Available data:
>>>
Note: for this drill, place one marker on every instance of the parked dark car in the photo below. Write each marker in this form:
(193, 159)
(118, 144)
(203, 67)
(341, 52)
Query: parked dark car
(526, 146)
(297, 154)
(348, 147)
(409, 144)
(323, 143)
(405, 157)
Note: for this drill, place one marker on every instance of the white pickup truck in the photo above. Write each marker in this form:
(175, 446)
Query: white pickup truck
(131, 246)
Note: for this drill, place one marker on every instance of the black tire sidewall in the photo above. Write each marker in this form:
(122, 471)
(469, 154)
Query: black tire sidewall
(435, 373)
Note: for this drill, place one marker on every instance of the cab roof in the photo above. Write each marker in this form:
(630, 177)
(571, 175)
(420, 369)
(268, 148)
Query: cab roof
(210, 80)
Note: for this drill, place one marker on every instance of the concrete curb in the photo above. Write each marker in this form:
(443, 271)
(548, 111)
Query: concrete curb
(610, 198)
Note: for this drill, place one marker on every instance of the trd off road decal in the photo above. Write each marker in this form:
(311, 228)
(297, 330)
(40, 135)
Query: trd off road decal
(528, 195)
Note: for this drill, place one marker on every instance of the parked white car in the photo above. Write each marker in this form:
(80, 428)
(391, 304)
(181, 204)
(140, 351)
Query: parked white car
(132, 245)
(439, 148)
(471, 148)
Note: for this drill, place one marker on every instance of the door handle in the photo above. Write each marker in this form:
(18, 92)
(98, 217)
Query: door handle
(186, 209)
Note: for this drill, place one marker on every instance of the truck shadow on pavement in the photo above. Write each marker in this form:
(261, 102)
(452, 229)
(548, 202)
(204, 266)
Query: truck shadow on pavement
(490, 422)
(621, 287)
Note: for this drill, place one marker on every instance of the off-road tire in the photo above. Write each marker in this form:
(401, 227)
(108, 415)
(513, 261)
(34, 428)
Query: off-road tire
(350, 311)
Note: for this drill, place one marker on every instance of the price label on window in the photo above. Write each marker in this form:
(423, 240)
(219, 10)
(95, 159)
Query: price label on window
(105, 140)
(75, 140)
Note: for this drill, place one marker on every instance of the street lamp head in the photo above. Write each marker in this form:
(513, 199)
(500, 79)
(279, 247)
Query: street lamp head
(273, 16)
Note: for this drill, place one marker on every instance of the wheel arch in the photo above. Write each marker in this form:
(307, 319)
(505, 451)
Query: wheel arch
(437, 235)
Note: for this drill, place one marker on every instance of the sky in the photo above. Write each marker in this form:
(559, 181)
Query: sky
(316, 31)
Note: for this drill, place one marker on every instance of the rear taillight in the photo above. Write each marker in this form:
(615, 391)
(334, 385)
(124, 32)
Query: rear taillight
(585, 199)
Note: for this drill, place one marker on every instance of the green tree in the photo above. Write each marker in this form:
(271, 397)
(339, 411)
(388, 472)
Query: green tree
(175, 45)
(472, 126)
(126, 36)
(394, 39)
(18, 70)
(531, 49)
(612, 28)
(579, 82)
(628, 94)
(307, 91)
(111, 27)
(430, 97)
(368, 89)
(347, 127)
<<<
Action item: Give back the listing exactly.

Solution:
Note: for this drill, place one marker on every instance of the parked dark car in the photo below. Write each marker in this form:
(193, 159)
(118, 144)
(203, 67)
(341, 52)
Query: parked dark car
(526, 146)
(297, 154)
(348, 147)
(409, 144)
(323, 143)
(405, 157)
Note: for this drill, place one marker on every instance of the white pickup truck in the photo above. Write each marker in this form:
(175, 446)
Query: white pickup truck
(131, 246)
Note: for this drill, place one marker on every instance of the black tire sidewall in the photo above. Write each marker in this form:
(122, 471)
(469, 154)
Query: black tire sidewall
(435, 373)
Note: for this drill, place one marker on every instance of the cab roof in the photo above. Write each marker in this form:
(630, 177)
(571, 175)
(420, 369)
(268, 148)
Query: cab roof
(210, 80)
Note: for this drill, place one marker on every instance of the concrete curb in the photo above. Write each marker in this form:
(443, 271)
(548, 111)
Query: concrete curb
(610, 198)
Note: for this drill, place one marker on every instance of the trd off road decal in the photo above. Write each marker in this form:
(311, 228)
(297, 330)
(40, 135)
Query: trd off road decal
(528, 195)
Note: for this drill, place one marker on every instance of the parked white car in the photo above. Write each marker in this form:
(80, 428)
(391, 304)
(181, 204)
(140, 351)
Query: parked white car
(132, 245)
(439, 148)
(471, 148)
Note: for this drill, place one marker on every instance of the door handle in the photo above. Write each marker in this form:
(18, 92)
(98, 217)
Query: door handle
(186, 209)
Note: for this drill, place one marker on every instance of the truck shadow on pavement in the photo above. Write each marker in this form:
(261, 102)
(452, 229)
(548, 202)
(204, 266)
Query: truck shadow on pavement
(490, 422)
(621, 287)
Note: for this drill, place one marker on every instance of the off-road tire in the photo above. Write each marker in this form:
(401, 227)
(108, 415)
(513, 261)
(34, 428)
Query: off-road tire
(350, 311)
Note: for this drill, place one marker on every instance of the price label on window in the photo above. Write each marker in this form:
(423, 240)
(219, 10)
(95, 159)
Query: price label on window
(105, 140)
(75, 140)
Note: for this drill, place one marker on every instance of the street lamp head in the photo above. Write each marker in this form:
(513, 199)
(500, 79)
(279, 247)
Query: street lamp head
(273, 16)
Note: for this drill, place one marker on every instance of the wheel arch in the photo above. Write each marker in this form:
(307, 319)
(505, 451)
Query: wheel arch
(437, 235)
Note: for this drill, place one marker on every instance of the sky in the photo above. Write each marker in this form:
(559, 181)
Query: sky
(316, 31)
Note: for this drill, place one marker on every instance of the rear taillight in the photo above. Write each marker in this form:
(615, 391)
(334, 385)
(124, 32)
Query: rear taillight
(585, 199)
Note: for this drill, place one marker on every instance of the green tree in the photo above. Write each marker in this form:
(271, 397)
(339, 411)
(388, 472)
Query: green tree
(175, 45)
(472, 126)
(126, 36)
(394, 39)
(18, 70)
(531, 49)
(612, 28)
(579, 82)
(628, 94)
(307, 91)
(111, 27)
(430, 97)
(368, 89)
(347, 127)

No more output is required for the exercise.